Work required:
Count the lines in the data below that contain the string "hair", with uppercase and lowercase letters treated as different. Reply with the number only.

Data provided:
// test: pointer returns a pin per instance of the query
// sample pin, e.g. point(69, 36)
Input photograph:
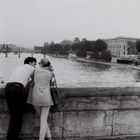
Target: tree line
point(96, 50)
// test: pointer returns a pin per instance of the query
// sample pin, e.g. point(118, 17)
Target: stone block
point(56, 124)
point(130, 102)
point(89, 123)
point(91, 103)
point(126, 122)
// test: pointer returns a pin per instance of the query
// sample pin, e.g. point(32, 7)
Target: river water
point(71, 73)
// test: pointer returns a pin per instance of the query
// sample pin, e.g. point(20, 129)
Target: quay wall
point(86, 113)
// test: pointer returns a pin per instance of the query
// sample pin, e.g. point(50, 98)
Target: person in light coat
point(41, 96)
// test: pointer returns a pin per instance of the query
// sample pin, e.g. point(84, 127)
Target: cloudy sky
point(33, 22)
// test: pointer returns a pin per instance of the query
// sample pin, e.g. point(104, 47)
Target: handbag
point(29, 88)
point(56, 96)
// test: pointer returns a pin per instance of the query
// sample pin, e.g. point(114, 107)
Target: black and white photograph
point(69, 70)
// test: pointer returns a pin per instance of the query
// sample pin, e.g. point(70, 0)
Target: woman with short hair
point(41, 95)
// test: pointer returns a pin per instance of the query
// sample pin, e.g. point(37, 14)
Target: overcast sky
point(33, 22)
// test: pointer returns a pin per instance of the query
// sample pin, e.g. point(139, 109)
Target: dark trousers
point(16, 105)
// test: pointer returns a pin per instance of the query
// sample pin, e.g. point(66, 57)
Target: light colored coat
point(40, 95)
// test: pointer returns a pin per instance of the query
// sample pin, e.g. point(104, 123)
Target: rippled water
point(71, 73)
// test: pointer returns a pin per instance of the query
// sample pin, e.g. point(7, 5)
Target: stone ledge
point(92, 92)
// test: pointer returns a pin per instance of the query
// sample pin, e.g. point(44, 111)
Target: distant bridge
point(9, 51)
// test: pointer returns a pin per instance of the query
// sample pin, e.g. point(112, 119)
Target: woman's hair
point(45, 62)
point(29, 59)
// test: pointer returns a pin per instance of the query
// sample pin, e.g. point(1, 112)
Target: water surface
point(71, 73)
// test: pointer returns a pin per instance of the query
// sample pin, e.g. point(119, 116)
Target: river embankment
point(107, 63)
point(85, 114)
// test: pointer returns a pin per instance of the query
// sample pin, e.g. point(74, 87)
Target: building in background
point(122, 46)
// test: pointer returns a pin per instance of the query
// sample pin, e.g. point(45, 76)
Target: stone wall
point(86, 113)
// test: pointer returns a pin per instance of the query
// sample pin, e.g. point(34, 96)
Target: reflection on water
point(71, 73)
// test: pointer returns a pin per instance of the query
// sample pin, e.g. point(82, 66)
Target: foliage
point(81, 53)
point(138, 46)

Task solution:
2